◆ TASK DETAILS ◆
Continue the briefing on the Online Safety Bill below from where it stops, not the lines that follow it.

◆ SOURCE DOCUMENT ◆
Three years since the publication of a Green Paper, and over 18 months since a White Paper, the Government has announced its final plans for a new Online Safety Bill. The Children’s Commissioner welcomes this groundbreaking legislation, which is a significant step forward in combatting online harms. There is now much work to be done to ensure that the new regulatory regime will be as effective as possible in upholding children’s rights online.
We urge Parliamentarians to press for the Bill to be introduced at the earliest opportunity in 2021, and to scrutinise the following three aspects of the proposals closely throughout the legislative process:
- Enforcement action
The legislation will introduce a statutory duty of care, overseen and enforced by Ofcom. Ofcom will have a range of powers to use against companies which breach their duty of care, including:
- Fines of up to £18 million or 10% of annual global turnover, whichever is higher.
- Disruption of business activities, such as requiring providers to withdraw access to key services.
- ISP-blocking, meaning that the platform would not be accessible in the UK.
The White Paper also proposed holding senior managers personally accountable for breaches of the duty of care. Although the Bill will makef provisions to impose criminal sanctions on senior managers, the power would not be immediately available to Ofcom – instead it would need to be introduced by Parliament via secondary legislation, and this would not happen for at least two years after the regulation has come into effect. Furthermore, the power can only be used as a sanction when platforms fail to share information with Ofcom.

◆ SUPPLIED RECORDS ◆
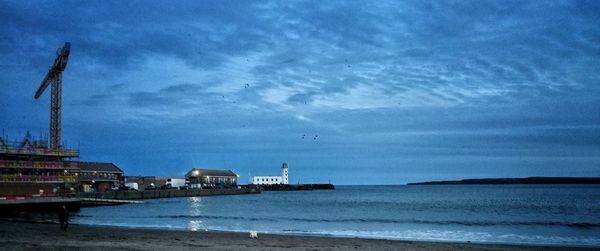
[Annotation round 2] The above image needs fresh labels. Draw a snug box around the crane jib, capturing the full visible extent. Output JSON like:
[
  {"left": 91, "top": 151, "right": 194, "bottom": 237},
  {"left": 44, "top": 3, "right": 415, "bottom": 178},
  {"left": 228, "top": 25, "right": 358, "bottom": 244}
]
[{"left": 35, "top": 42, "right": 71, "bottom": 99}]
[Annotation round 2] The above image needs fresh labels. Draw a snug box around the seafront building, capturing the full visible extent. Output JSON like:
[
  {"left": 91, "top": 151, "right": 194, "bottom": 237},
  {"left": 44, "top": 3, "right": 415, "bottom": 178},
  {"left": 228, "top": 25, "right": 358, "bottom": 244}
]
[
  {"left": 73, "top": 162, "right": 124, "bottom": 192},
  {"left": 0, "top": 132, "right": 79, "bottom": 198},
  {"left": 251, "top": 162, "right": 289, "bottom": 185},
  {"left": 185, "top": 168, "right": 238, "bottom": 188}
]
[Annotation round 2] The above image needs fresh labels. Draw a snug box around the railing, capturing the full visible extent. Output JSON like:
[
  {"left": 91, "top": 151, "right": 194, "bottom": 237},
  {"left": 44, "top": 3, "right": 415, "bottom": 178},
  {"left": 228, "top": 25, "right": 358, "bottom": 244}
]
[
  {"left": 0, "top": 174, "right": 78, "bottom": 183},
  {"left": 0, "top": 146, "right": 79, "bottom": 157},
  {"left": 0, "top": 160, "right": 77, "bottom": 169}
]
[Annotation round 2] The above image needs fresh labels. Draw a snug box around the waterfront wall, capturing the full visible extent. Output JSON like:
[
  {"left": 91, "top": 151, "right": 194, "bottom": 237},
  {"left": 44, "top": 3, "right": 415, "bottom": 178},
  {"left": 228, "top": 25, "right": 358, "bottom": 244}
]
[{"left": 77, "top": 188, "right": 260, "bottom": 200}]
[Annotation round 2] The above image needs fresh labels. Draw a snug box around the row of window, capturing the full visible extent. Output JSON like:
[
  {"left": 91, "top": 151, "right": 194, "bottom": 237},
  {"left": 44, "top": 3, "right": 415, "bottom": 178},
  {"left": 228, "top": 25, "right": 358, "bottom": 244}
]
[{"left": 254, "top": 178, "right": 279, "bottom": 182}]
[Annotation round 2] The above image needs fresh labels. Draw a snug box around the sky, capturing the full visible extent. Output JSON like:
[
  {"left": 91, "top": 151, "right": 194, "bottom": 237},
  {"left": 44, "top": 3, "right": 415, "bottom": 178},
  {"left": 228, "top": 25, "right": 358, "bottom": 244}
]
[{"left": 0, "top": 0, "right": 600, "bottom": 184}]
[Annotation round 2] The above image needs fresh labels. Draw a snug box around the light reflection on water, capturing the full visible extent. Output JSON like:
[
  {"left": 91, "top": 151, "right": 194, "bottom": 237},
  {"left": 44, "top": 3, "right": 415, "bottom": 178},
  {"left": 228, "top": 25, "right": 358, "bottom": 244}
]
[
  {"left": 188, "top": 197, "right": 206, "bottom": 231},
  {"left": 73, "top": 186, "right": 600, "bottom": 246}
]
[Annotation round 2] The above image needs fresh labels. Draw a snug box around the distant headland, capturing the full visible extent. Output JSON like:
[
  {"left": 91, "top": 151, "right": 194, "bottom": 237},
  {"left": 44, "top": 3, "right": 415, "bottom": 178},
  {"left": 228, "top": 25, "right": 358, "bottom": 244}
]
[{"left": 407, "top": 177, "right": 600, "bottom": 185}]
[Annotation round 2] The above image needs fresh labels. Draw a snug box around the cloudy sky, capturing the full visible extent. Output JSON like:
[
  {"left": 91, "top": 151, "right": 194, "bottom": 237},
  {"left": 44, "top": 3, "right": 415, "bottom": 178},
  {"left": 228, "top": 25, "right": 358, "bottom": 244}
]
[{"left": 0, "top": 0, "right": 600, "bottom": 184}]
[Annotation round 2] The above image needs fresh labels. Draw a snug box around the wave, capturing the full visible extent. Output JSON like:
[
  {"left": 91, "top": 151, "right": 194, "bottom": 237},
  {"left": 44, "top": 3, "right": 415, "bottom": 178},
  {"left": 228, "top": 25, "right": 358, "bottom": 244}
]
[{"left": 149, "top": 215, "right": 600, "bottom": 228}]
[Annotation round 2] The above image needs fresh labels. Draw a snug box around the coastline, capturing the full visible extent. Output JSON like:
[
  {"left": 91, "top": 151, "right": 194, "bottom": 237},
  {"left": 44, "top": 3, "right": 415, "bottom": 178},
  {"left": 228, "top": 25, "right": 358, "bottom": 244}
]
[{"left": 0, "top": 220, "right": 597, "bottom": 250}]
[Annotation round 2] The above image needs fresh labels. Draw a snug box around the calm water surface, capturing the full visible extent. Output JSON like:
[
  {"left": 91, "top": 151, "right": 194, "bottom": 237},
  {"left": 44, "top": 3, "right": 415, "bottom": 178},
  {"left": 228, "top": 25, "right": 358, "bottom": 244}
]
[{"left": 73, "top": 185, "right": 600, "bottom": 246}]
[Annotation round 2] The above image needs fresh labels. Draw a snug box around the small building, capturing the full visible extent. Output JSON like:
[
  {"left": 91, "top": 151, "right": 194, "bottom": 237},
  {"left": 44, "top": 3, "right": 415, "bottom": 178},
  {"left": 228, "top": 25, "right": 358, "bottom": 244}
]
[
  {"left": 76, "top": 161, "right": 124, "bottom": 192},
  {"left": 185, "top": 168, "right": 238, "bottom": 188},
  {"left": 252, "top": 162, "right": 289, "bottom": 185}
]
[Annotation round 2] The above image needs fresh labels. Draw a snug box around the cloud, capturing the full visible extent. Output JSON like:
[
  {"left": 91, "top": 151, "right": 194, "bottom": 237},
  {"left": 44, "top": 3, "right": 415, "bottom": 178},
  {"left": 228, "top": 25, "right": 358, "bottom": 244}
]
[{"left": 0, "top": 1, "right": 600, "bottom": 183}]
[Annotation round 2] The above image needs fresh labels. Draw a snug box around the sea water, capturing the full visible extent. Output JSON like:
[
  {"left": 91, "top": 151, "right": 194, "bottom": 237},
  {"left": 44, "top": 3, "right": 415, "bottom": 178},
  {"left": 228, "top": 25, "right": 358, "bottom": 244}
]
[{"left": 72, "top": 185, "right": 600, "bottom": 246}]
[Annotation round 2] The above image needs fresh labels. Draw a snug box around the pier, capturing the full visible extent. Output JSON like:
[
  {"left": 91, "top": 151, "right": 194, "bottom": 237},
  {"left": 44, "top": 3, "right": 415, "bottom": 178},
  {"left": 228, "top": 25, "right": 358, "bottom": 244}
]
[{"left": 0, "top": 188, "right": 260, "bottom": 215}]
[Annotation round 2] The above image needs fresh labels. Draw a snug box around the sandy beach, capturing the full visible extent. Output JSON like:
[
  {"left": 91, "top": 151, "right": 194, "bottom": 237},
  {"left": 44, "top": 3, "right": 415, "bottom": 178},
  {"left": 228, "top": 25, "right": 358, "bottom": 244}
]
[{"left": 0, "top": 221, "right": 592, "bottom": 250}]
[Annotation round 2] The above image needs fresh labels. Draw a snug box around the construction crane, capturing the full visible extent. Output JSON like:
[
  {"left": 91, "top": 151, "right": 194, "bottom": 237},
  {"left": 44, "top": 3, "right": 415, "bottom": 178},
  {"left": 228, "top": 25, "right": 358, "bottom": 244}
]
[{"left": 35, "top": 42, "right": 71, "bottom": 151}]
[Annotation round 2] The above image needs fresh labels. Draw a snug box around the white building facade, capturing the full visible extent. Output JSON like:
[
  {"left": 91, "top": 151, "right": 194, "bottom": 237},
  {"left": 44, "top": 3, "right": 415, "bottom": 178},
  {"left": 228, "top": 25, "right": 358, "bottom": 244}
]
[{"left": 252, "top": 162, "right": 289, "bottom": 185}]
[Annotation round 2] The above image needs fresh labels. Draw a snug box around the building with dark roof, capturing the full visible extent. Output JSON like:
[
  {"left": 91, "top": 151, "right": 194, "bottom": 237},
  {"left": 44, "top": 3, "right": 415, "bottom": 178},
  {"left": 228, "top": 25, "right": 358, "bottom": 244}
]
[
  {"left": 71, "top": 161, "right": 124, "bottom": 192},
  {"left": 185, "top": 168, "right": 238, "bottom": 188},
  {"left": 0, "top": 132, "right": 79, "bottom": 198}
]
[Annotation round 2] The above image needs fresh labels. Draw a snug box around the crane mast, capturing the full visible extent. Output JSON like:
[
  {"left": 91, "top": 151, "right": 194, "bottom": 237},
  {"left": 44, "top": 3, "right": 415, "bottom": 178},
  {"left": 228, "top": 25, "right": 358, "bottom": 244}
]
[{"left": 35, "top": 42, "right": 71, "bottom": 150}]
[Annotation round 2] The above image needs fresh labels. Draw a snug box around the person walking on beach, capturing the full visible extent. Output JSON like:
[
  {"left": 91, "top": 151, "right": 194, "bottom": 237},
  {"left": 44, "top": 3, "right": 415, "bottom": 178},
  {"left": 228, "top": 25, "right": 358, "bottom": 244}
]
[{"left": 58, "top": 205, "right": 69, "bottom": 230}]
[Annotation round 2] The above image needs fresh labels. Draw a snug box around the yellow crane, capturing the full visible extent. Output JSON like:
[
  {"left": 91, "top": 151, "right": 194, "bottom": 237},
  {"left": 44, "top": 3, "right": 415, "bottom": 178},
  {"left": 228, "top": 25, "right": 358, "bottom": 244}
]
[{"left": 35, "top": 42, "right": 71, "bottom": 151}]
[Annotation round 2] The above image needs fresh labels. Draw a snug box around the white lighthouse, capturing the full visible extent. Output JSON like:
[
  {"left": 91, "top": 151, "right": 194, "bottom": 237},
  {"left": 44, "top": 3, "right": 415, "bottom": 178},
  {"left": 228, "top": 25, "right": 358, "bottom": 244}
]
[
  {"left": 281, "top": 162, "right": 289, "bottom": 185},
  {"left": 250, "top": 162, "right": 289, "bottom": 185}
]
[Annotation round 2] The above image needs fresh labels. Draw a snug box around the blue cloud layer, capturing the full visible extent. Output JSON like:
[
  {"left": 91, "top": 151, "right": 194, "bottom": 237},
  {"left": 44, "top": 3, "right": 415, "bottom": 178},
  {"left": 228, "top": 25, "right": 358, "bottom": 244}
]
[{"left": 0, "top": 1, "right": 600, "bottom": 183}]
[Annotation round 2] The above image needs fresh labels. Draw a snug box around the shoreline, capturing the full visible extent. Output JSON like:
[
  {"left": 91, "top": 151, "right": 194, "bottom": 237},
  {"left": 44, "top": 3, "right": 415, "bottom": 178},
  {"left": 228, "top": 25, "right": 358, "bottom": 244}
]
[{"left": 0, "top": 220, "right": 598, "bottom": 250}]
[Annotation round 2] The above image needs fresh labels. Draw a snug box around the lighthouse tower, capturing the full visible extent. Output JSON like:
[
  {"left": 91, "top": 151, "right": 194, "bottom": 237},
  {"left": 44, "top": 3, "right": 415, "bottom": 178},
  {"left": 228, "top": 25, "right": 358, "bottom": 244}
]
[{"left": 281, "top": 162, "right": 289, "bottom": 185}]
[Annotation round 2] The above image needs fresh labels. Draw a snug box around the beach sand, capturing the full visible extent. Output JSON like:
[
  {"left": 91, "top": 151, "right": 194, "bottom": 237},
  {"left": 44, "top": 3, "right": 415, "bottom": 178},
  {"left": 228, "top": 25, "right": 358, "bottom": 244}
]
[{"left": 0, "top": 221, "right": 592, "bottom": 251}]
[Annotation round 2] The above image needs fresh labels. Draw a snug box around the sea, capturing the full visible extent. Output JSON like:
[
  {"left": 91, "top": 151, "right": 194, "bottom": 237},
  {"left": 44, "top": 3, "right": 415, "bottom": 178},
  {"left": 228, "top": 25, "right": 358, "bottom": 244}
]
[{"left": 71, "top": 185, "right": 600, "bottom": 247}]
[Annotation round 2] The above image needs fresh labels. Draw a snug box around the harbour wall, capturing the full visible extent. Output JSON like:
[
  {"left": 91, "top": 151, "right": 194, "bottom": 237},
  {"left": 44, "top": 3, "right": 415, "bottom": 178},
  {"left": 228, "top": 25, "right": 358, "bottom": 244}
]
[{"left": 76, "top": 188, "right": 260, "bottom": 200}]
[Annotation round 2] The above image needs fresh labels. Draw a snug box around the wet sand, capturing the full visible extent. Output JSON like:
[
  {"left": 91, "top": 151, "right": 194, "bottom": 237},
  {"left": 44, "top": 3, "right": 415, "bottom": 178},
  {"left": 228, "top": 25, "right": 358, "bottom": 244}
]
[{"left": 0, "top": 221, "right": 592, "bottom": 251}]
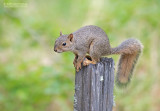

◆ TASK RESULT ◆
Ofcom will be guided by a principle of proportionality when enforcing the duty of care. This means the sanctions levelled against a company will depend on the level of harm, as well as the size and resources of the platform.
- We welcome the range of sanctions which will be available to the regulator, which reflect the gravity of the harms experienced by children online.
- However, it is not clear why the power to impose criminal sanctions on senior managers should be reserved. Instead it should be made available to Ofcom from the outset. Furthermore this sanction should be available to Ofcom to be used in response to any breach of the duty of care, not just when the platform fails to share information.
- It will be important for Ofcom to show that it is willing to use the most serious sanctions, such as ISP-blocking, when children come to harm and platforms fail to identify or correct the problem. Furthermore, the principle of proportionality should not prevent Ofcom from taking strong action against small platforms, where children can still experience great harm.
- We would also like platforms in breach of their duty of care to be required to notify all users of the problem and the steps they are taking to correct it, in child-friendly language.
- Private communications
In recognition of the high proportion of child sexual exploitation and abuse which is perpetrated across private channels, the regulatory framework will apply to private messaging services, including those which are end-to-end encrypted.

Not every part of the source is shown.